— Dataset records —
----
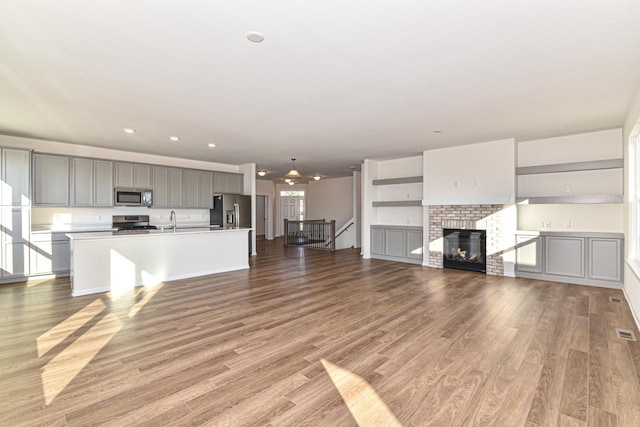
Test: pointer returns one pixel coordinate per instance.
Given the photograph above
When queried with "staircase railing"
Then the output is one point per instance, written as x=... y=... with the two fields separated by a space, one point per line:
x=342 y=230
x=316 y=234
----
— Given problem —
Copy every line of text above again in full, adding 117 to each x and y coordinate in the answer points. Leave the picture out.

— Solution for this exercise —
Test: pointer returns one pixel coordinate per instance.
Given the photograph above
When queried with "staircase railing"
Then the output is one point per instance, written as x=... y=... with the two fields separated by a space, one point per line:
x=459 y=347
x=433 y=351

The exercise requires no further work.